— Start of Reading passage —

[BioRuby] GSOC

Pjotr Prins pjotr.public14 at thebird.nl
Mon May 12 10:00:28 UTC 2014


Not completely accurate. Variant callers do take liberties. I have
just had a varscan2 result which was rejected by cartagenia. Obviously
the latter is not flexible in what it accepts ;). Turns out it does
not allow the variant field to contain multiple nucleotides.

My main point is that, if you want your software to be generally
useful, you can not predict what liberties programmers take. That is
in fact the secret of the success of 'flexible' formats in
bioinformatics - think VCF, FASTA, GFF3, SAM etc. The trick is to have
minimal guidelines on what you expect - but don't become rigorous or,
if you can't resist being rigorous, make it so that you can switch it
off. With bio-vcf I have added a --ignore-errors option for that very
reason.

Pj.

— End of Reading passage —
— Start of Data records —

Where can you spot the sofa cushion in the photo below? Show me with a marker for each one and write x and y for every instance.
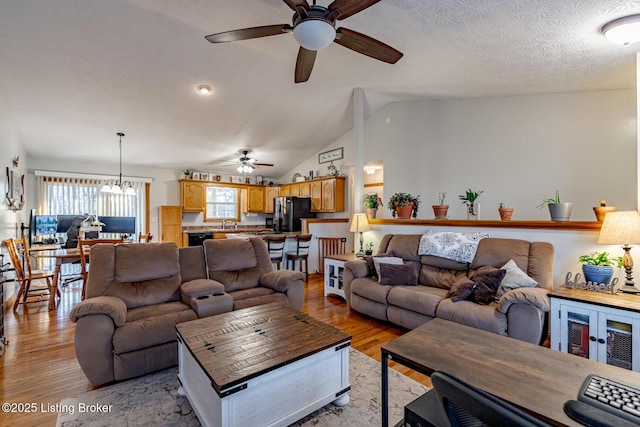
(515, 278)
(151, 325)
(421, 299)
(370, 289)
(404, 274)
(469, 313)
(486, 280)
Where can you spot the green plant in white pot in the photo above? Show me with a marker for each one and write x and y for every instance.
(559, 211)
(597, 267)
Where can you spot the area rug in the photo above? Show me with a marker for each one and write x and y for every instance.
(153, 400)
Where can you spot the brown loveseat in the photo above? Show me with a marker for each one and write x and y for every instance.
(519, 313)
(137, 293)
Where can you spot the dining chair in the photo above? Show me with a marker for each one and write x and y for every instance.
(301, 254)
(85, 246)
(275, 246)
(145, 237)
(19, 248)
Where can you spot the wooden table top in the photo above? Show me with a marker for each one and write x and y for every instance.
(243, 344)
(537, 379)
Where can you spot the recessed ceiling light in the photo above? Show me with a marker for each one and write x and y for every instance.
(623, 30)
(204, 89)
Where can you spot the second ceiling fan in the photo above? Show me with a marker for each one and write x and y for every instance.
(314, 28)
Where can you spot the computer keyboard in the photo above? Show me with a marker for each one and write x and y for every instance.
(621, 400)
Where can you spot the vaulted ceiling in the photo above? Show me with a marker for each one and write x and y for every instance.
(73, 73)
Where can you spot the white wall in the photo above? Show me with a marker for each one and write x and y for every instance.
(10, 147)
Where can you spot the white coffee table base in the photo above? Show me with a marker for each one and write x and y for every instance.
(276, 398)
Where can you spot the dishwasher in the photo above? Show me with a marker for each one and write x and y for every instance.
(197, 239)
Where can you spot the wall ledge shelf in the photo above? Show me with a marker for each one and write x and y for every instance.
(519, 224)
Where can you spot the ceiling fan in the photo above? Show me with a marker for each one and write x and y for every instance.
(248, 164)
(314, 29)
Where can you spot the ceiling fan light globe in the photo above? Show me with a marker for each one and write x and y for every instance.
(623, 31)
(314, 34)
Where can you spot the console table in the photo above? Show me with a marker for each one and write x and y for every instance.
(536, 379)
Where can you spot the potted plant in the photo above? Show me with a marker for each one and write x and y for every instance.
(404, 205)
(440, 210)
(559, 211)
(371, 201)
(597, 267)
(602, 210)
(469, 199)
(368, 248)
(505, 212)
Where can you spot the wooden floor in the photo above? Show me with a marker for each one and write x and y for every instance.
(39, 367)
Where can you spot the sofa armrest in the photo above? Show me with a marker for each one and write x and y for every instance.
(536, 297)
(358, 268)
(110, 306)
(281, 280)
(199, 288)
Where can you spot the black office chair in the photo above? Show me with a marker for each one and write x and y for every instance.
(455, 403)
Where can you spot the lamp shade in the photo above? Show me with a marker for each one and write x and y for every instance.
(359, 223)
(314, 34)
(620, 228)
(623, 30)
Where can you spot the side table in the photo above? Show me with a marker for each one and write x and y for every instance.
(333, 269)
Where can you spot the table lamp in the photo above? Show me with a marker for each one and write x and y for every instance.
(359, 224)
(622, 228)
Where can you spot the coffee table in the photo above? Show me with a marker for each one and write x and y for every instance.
(261, 366)
(536, 379)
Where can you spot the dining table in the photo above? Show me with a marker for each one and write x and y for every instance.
(61, 256)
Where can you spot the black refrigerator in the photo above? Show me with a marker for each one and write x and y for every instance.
(287, 212)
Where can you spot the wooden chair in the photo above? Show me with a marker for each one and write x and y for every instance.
(145, 237)
(25, 275)
(330, 246)
(85, 245)
(275, 245)
(303, 241)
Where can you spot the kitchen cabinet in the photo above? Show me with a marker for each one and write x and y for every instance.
(270, 193)
(192, 196)
(170, 224)
(596, 326)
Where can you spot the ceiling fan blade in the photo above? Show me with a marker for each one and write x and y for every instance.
(367, 45)
(294, 3)
(304, 64)
(249, 33)
(350, 7)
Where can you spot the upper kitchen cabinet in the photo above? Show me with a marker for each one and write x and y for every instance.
(191, 196)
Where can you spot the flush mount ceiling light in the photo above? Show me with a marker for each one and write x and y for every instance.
(118, 186)
(623, 31)
(204, 89)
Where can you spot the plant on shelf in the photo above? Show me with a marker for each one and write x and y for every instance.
(505, 212)
(404, 205)
(597, 267)
(440, 210)
(469, 199)
(559, 211)
(371, 201)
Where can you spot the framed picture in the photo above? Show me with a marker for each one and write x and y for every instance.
(331, 155)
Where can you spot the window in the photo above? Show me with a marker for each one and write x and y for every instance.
(222, 203)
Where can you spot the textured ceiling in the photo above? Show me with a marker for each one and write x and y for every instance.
(73, 73)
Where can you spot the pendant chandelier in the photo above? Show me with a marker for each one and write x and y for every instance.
(118, 186)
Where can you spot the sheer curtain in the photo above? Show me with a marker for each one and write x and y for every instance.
(71, 196)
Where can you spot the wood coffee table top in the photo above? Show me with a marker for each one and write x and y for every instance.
(243, 344)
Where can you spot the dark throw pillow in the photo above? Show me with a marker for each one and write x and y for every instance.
(487, 281)
(461, 289)
(393, 274)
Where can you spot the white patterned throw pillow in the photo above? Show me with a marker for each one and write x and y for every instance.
(459, 247)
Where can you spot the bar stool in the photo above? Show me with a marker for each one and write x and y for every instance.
(275, 245)
(303, 241)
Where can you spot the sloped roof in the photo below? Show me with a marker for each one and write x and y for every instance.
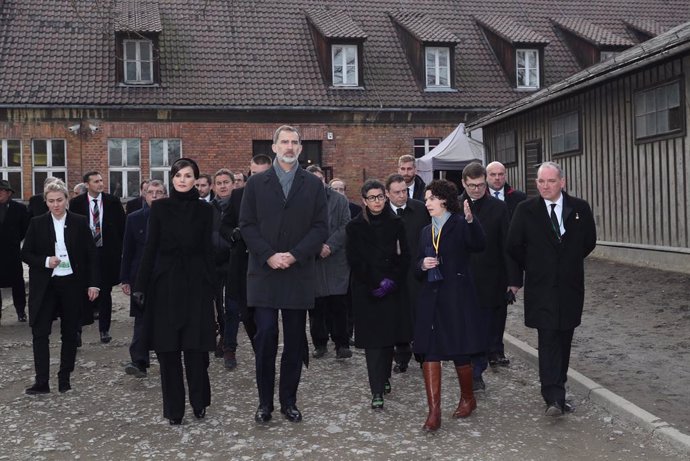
(137, 16)
(259, 55)
(335, 23)
(591, 32)
(647, 26)
(510, 30)
(671, 43)
(423, 27)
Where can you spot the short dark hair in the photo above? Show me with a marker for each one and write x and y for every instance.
(261, 159)
(88, 175)
(473, 170)
(184, 162)
(445, 190)
(395, 177)
(370, 184)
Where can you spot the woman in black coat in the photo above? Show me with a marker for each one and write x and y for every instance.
(175, 285)
(447, 326)
(377, 253)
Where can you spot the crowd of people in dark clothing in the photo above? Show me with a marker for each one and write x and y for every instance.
(410, 273)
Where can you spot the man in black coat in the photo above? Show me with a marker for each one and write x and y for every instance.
(107, 221)
(500, 189)
(549, 237)
(407, 168)
(415, 217)
(63, 271)
(495, 273)
(236, 290)
(133, 245)
(284, 222)
(14, 220)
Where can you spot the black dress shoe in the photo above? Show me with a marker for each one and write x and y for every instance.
(291, 413)
(105, 337)
(262, 415)
(37, 388)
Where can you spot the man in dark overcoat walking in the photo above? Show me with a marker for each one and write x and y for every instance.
(107, 221)
(14, 220)
(495, 273)
(284, 222)
(549, 237)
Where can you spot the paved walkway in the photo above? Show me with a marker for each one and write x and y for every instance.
(112, 416)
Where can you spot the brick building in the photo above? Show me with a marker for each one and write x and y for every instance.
(126, 86)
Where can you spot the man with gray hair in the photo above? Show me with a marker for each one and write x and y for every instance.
(549, 237)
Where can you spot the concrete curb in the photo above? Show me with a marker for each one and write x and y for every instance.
(613, 403)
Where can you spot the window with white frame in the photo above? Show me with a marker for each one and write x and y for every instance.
(527, 68)
(138, 61)
(506, 152)
(345, 65)
(658, 111)
(565, 133)
(163, 153)
(437, 67)
(11, 164)
(49, 159)
(124, 162)
(423, 146)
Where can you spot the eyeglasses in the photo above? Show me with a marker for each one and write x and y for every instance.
(475, 186)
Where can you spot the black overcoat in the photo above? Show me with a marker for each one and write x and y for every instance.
(554, 271)
(271, 223)
(376, 248)
(176, 275)
(449, 320)
(39, 244)
(113, 231)
(12, 232)
(493, 270)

— End of Data records —

Tasks to perform -
(1) In the BioRuby post, copy the passage starting at "Pjotr Prins pjotr.public14" and ending at "contain multiple nucleotides.", replacing "cartagenia" with "the checker".
(2) Pick up the BioRuby post after its final line and write what comes next.

Answers -
(1)
Pjotr Prins pjotr.public14 at thebird.nl
Mon May 12 10:00:28 UTC 2014


Not completely accurate. Variant callers do take liberties. I have
just had a varscan2 result which was rejected by the checker. Obviously
the latter is not flexible in what it accepts ;). Turns out it does
not allow the variant field to contain multiple nucleotides.

(2)
On Mon, May 12, 2014 at 12:01:09PM +0200, Francesco Strozzi wrote:
> Hi Loris,
> *if* the VCF file is generated following general rules and guidelines, what may
> change is the presence / absence of keys in the INFO and GENOTYPE fields.
> Normally variation callers provide information on the INFO field composition in
> the VCF header. We will provide you with VCF example files generated with the
> latest versions of the most used calling software, i.e. Samtools (v2.0-rc7),
> FreeBayes (v0.9.14) and GATK (v3.1) so you can have a look at differences.
> 
> Francesco
> 
> 
> On Mon, May 12, 2014 at 11:55 AM, Loris Cro <l.cro at campus.unimib.it> wrote:
> 
>     Pjotr pointed out in another discussion that VCF files have
>     some differences depending on what program generated them.
> 
>     How can I find out more about there differences? Or is it only a
>     matter of custom keys in the INFO and/or FORMAT field structure?
>     Basically I'm wondering if the VCF file specification is enough to
>     understand these differences.
> 
>     Also, since the objective is to work with multiple files, some fields
>     seem to lose meaning in that contest. Is there any convention
>     regarding that matter?
> 
> 
>     2014-04-29 19:46 GMT+02:00 Loris Cro <l.cro at campus.unimib.it>:
> 
>     > Hi all! Let me start the discussion with some info about what I've
>     > done, what I'm planning to do next and what questions I need help with.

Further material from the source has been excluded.